-- DATA follows --

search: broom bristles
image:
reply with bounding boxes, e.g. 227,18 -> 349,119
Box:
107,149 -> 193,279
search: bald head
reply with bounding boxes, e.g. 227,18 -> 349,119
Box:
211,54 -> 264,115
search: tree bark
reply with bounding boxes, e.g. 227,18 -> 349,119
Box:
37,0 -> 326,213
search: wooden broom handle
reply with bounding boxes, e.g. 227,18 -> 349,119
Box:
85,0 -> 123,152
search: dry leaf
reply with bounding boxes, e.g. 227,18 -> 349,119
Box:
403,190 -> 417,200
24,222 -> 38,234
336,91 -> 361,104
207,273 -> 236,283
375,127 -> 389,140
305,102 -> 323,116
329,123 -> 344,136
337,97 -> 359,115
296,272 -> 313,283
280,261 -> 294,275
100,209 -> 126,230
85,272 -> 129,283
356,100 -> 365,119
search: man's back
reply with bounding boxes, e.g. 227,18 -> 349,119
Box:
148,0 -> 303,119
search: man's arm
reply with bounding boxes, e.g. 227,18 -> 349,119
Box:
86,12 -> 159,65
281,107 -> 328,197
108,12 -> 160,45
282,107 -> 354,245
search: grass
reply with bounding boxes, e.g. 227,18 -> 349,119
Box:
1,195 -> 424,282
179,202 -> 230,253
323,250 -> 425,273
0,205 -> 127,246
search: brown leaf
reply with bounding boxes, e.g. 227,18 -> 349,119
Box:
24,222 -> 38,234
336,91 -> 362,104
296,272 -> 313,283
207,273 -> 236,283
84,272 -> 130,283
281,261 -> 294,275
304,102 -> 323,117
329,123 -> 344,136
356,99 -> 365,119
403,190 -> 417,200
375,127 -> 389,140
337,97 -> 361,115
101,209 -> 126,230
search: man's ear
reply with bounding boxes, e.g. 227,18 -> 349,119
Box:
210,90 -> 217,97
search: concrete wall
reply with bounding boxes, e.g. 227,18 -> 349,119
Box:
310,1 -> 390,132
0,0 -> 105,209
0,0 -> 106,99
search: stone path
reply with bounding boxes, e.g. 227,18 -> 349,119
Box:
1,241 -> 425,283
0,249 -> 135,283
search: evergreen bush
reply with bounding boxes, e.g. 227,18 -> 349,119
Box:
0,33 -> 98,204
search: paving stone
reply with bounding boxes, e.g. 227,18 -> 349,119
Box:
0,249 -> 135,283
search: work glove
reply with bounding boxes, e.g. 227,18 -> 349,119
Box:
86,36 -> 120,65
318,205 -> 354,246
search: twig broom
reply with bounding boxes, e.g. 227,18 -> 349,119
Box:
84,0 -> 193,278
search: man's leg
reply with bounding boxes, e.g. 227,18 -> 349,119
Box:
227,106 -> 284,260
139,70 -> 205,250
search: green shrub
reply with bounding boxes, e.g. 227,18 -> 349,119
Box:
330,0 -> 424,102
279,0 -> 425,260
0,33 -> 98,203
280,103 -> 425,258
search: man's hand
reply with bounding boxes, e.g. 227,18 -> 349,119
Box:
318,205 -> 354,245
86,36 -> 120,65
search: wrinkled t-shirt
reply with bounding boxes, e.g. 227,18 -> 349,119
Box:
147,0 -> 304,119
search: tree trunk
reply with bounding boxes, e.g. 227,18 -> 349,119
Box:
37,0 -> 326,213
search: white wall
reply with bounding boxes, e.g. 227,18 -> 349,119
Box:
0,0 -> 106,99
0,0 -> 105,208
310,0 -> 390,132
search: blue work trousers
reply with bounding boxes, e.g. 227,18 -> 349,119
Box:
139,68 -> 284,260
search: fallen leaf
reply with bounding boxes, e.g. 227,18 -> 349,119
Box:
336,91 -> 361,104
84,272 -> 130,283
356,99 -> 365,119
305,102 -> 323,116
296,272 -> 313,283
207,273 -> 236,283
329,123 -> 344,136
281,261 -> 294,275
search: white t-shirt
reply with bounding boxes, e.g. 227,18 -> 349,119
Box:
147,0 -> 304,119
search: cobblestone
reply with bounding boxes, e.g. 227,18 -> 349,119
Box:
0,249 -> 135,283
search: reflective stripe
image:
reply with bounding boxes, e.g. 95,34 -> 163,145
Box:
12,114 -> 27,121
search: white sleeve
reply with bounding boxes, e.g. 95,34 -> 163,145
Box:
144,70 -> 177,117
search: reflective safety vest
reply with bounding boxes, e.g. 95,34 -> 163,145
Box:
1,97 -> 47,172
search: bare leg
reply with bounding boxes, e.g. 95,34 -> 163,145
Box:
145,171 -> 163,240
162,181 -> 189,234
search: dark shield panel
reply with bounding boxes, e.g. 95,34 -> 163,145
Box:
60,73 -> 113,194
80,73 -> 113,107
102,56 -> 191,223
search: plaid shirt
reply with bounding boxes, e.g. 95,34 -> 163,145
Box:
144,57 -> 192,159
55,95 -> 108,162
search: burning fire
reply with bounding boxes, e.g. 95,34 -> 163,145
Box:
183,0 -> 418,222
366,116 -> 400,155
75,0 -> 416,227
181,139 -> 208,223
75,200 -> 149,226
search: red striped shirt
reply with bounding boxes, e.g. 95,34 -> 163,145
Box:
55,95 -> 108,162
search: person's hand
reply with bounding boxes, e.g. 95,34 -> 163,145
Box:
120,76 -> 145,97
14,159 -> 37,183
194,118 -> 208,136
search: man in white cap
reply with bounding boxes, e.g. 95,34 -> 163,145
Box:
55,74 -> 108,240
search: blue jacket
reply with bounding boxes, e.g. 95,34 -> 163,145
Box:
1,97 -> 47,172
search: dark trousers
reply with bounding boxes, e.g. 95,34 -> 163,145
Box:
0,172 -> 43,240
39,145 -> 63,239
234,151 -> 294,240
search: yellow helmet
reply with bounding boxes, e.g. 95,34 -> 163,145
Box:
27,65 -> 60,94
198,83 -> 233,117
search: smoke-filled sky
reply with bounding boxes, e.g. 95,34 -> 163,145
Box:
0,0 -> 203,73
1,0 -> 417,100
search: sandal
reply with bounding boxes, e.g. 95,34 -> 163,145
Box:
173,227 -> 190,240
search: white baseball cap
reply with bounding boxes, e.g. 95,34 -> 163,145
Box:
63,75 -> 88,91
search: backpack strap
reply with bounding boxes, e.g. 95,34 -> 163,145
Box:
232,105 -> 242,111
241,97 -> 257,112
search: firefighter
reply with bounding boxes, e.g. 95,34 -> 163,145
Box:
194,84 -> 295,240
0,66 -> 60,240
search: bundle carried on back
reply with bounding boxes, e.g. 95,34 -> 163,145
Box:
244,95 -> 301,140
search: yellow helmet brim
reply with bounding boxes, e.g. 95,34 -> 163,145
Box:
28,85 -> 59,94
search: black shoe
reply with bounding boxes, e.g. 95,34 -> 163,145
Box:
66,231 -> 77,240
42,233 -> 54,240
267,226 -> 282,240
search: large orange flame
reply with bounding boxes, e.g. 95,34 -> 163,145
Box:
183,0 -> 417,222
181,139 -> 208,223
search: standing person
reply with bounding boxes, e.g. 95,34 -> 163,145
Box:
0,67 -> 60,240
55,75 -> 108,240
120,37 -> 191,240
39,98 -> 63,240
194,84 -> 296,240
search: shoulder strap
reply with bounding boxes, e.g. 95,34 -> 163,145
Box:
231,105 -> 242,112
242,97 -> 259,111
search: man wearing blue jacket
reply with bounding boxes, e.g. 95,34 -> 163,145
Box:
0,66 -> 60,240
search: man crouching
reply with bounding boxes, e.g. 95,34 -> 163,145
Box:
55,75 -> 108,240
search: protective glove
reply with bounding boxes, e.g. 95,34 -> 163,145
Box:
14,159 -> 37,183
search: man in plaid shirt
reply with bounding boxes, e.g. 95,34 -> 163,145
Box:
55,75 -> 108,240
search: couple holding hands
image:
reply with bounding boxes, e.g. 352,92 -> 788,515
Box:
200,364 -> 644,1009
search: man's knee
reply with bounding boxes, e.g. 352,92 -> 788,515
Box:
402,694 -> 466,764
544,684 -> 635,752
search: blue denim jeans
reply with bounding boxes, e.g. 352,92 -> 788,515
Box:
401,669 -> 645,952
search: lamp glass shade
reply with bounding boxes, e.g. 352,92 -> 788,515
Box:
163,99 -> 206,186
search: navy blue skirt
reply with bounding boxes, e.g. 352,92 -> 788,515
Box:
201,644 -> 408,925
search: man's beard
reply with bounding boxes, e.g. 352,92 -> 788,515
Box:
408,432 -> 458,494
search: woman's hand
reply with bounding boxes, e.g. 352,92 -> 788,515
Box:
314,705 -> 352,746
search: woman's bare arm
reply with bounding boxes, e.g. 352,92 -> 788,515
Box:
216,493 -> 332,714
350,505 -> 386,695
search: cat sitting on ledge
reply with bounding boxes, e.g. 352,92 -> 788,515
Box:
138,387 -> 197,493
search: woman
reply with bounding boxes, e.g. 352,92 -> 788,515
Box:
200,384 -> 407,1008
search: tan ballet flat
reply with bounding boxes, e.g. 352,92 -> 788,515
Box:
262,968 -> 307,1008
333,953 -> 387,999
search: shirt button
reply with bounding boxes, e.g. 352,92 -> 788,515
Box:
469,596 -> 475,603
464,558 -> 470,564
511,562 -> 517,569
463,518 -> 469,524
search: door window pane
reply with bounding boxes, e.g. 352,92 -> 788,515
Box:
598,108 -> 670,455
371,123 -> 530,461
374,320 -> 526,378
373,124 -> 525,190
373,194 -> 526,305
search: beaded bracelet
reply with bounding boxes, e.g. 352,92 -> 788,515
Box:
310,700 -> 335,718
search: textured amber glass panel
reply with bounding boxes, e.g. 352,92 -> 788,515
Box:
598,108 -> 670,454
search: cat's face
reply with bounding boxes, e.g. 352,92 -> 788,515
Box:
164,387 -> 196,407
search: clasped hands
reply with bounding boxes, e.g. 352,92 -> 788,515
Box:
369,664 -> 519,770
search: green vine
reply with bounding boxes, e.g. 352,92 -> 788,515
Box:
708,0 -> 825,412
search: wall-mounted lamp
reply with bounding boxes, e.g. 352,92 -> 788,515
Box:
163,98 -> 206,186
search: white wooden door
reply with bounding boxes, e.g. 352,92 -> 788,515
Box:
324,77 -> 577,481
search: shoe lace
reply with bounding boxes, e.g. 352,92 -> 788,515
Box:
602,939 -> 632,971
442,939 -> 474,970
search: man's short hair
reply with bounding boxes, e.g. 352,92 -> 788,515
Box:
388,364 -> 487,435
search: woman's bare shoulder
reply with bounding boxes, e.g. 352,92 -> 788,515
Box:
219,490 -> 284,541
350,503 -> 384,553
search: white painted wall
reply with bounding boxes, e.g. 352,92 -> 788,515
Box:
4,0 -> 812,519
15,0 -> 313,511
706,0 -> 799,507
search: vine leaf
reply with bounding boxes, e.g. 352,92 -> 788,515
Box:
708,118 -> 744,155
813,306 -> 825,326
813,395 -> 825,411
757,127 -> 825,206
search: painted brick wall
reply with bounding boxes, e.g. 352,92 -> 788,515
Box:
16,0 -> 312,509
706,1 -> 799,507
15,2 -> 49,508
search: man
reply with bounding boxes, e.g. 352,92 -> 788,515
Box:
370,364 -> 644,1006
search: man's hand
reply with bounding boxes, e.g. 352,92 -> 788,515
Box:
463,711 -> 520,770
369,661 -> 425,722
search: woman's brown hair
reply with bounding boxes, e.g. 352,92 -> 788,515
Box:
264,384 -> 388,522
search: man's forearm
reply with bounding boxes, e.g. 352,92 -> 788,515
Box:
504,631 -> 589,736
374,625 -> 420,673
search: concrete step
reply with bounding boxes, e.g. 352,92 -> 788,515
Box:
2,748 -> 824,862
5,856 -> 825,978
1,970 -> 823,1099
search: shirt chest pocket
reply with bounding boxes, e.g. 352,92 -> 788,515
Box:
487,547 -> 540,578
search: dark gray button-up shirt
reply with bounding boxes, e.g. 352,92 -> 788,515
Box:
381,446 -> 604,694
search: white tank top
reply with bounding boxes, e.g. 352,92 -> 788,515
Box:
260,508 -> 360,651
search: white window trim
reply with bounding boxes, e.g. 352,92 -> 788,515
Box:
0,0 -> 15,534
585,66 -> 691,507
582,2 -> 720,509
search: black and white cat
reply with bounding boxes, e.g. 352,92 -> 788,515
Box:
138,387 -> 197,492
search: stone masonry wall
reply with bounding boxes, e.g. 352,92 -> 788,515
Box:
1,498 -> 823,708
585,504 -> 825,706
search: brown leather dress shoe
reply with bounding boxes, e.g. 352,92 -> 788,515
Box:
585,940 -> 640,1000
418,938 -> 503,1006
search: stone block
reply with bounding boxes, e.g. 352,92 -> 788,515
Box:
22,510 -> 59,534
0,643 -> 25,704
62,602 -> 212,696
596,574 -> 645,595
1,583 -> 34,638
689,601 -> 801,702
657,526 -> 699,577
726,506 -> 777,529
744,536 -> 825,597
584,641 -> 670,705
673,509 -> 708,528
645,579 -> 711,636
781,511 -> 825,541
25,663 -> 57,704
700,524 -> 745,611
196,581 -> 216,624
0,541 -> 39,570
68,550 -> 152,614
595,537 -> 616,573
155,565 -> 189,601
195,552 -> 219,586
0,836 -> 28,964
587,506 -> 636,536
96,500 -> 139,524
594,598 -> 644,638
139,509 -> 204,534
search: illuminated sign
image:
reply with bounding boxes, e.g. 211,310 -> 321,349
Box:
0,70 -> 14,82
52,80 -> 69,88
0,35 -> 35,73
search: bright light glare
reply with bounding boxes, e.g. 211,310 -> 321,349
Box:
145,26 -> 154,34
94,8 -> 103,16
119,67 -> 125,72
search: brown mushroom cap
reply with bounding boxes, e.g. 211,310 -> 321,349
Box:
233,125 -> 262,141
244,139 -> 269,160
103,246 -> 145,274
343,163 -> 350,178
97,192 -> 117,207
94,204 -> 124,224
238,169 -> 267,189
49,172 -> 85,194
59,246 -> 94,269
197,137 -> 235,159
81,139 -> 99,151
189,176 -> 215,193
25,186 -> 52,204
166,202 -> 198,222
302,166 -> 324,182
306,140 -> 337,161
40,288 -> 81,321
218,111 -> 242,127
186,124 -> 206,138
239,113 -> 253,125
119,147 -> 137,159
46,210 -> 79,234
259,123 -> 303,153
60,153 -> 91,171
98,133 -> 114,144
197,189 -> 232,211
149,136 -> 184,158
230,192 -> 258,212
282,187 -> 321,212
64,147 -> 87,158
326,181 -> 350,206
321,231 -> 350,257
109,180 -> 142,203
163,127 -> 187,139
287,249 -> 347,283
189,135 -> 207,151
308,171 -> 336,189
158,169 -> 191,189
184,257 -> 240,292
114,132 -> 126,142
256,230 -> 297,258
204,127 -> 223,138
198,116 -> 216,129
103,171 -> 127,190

-- DATA concluded --

> TASK ITEM:
What you should output is every line of the records above, from the first through the line containing "search: wooden broom handle", unchanged.

> FINAL ANSWER:
search: broom bristles
image:
reply with bounding boxes, e.g. 227,18 -> 349,119
Box:
107,149 -> 193,279
search: bald head
reply with bounding boxes, e.g. 227,18 -> 349,119
Box:
211,54 -> 264,115
search: tree bark
reply with bounding boxes, e.g. 227,18 -> 349,119
Box:
37,0 -> 326,213
search: wooden broom handle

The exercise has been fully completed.